All lines from the one with "Query: gray metal wall" to the end of the entries below must be written out exactly. Leave out any other line.
——————————
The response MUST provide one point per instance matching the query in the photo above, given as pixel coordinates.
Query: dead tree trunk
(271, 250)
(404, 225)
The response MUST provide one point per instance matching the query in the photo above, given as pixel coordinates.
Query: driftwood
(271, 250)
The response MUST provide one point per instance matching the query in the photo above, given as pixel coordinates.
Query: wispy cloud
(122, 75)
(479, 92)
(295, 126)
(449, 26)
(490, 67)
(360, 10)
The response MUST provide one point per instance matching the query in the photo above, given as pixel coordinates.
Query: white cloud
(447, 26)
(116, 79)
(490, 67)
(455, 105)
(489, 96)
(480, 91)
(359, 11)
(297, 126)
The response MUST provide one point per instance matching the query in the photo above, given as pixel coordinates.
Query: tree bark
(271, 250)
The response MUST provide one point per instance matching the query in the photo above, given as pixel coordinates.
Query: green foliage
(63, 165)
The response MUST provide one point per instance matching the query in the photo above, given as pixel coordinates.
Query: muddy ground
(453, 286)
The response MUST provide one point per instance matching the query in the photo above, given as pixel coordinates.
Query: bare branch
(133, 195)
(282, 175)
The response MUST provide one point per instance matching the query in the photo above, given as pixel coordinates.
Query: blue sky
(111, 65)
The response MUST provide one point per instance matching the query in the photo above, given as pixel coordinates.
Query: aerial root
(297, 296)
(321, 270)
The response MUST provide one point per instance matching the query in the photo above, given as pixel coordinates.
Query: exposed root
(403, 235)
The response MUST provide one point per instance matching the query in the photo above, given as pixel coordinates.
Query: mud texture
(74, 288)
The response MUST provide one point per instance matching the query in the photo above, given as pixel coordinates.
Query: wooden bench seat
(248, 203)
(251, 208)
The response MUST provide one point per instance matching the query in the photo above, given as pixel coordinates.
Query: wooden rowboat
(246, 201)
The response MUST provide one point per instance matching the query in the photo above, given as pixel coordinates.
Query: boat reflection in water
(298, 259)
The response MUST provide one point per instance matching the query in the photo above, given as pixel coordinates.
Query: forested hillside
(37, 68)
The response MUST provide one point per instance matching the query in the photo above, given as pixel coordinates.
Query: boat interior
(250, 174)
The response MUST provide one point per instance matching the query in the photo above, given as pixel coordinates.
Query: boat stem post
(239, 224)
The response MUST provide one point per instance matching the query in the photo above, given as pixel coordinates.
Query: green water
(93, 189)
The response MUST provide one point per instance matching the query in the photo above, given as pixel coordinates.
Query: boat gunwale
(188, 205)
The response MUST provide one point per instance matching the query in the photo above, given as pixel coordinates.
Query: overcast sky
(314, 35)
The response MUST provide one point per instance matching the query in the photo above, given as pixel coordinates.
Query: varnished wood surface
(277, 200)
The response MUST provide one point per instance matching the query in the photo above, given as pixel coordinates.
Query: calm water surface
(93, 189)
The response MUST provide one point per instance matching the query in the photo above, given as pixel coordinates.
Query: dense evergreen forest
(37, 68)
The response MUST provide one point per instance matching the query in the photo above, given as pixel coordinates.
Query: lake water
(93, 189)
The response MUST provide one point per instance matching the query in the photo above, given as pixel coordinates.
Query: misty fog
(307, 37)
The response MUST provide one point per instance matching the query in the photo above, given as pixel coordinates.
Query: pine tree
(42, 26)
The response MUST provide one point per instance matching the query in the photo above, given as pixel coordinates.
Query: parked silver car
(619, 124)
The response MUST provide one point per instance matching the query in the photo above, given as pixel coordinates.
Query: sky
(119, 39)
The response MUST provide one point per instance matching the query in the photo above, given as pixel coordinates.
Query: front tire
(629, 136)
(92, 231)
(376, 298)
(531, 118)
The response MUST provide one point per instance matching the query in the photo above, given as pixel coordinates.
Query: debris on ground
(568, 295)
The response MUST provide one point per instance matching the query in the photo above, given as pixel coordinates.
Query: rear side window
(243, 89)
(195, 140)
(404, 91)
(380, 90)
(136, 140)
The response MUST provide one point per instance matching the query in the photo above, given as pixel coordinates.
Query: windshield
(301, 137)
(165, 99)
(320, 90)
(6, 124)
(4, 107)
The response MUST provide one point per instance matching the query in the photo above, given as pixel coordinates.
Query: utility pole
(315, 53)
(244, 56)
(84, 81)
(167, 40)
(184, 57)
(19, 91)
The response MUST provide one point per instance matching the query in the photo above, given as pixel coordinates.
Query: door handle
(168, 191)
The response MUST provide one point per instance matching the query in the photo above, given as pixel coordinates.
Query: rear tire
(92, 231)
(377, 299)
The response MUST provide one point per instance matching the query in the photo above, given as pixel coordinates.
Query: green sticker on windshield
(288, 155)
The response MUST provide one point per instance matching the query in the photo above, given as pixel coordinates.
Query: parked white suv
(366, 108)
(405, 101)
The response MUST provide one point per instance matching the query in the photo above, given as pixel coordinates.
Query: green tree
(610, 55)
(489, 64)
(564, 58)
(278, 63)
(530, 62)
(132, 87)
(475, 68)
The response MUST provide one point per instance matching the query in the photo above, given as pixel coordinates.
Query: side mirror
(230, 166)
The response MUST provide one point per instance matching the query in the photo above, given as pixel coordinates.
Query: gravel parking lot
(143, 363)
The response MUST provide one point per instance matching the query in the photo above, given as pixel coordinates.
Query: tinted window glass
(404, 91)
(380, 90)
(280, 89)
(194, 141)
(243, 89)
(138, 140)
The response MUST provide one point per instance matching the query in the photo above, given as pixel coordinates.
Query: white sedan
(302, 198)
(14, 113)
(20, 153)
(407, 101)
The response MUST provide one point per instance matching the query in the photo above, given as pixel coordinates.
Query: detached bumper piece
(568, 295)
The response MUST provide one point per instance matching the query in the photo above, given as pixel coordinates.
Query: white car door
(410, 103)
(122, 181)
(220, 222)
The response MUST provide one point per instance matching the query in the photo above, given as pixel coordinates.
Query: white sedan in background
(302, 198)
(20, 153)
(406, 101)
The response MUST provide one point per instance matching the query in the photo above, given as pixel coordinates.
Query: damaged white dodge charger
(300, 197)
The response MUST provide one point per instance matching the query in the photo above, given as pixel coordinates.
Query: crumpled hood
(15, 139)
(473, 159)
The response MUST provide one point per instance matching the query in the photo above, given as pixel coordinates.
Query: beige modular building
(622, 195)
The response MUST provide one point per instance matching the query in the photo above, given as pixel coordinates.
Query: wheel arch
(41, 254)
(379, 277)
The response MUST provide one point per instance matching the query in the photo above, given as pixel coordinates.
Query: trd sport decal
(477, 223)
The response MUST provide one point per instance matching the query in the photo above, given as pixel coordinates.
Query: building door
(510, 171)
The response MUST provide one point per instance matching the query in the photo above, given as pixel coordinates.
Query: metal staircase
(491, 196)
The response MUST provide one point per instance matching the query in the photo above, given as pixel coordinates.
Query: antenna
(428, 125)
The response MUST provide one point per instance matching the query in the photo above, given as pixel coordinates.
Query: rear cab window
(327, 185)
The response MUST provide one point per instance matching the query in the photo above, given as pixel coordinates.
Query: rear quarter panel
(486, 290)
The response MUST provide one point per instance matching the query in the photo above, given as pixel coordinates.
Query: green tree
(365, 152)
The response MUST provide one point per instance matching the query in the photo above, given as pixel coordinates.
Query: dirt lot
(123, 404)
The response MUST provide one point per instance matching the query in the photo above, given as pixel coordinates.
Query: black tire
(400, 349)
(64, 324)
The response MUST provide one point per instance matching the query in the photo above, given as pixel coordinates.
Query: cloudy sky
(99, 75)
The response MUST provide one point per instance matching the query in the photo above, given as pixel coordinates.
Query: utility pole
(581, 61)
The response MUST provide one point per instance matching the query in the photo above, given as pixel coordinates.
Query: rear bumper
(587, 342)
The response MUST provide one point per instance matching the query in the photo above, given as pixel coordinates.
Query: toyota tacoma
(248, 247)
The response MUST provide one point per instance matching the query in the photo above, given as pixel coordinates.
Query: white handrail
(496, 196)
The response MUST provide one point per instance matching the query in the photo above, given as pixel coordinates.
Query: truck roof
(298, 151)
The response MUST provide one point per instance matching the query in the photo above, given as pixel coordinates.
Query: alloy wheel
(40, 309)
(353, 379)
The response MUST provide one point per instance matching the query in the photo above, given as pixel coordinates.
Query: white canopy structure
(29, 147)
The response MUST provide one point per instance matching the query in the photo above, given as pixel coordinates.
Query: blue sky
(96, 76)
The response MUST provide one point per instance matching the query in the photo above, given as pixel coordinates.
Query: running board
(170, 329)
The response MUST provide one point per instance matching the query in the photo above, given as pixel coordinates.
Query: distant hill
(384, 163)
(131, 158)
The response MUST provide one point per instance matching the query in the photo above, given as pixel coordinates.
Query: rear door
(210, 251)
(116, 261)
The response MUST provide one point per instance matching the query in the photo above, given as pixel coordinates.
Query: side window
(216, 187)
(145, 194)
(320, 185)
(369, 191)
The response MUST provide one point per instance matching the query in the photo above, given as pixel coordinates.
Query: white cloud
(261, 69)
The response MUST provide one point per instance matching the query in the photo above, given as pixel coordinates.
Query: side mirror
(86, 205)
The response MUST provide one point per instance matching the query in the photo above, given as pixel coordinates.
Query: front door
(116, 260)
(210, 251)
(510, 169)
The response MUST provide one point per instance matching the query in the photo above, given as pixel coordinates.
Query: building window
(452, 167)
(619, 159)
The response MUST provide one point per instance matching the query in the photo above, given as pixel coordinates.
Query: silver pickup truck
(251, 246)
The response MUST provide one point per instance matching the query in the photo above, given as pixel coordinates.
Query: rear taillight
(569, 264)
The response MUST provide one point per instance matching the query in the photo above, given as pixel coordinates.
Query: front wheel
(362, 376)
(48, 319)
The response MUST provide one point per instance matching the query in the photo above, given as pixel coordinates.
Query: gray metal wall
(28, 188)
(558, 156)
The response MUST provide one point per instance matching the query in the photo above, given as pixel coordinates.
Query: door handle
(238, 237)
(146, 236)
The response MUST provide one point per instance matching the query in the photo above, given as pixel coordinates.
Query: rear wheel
——————————
Result:
Query: gray metal wall
(28, 188)
(558, 156)
The response MUST provide one point per instance matching the query in the photo above, given as pixel coordinates.
Query: door handle
(238, 237)
(146, 236)
The response MUST provide one point per instance matching the query in the photo above, given as pixel coordinates.
Query: rear wheel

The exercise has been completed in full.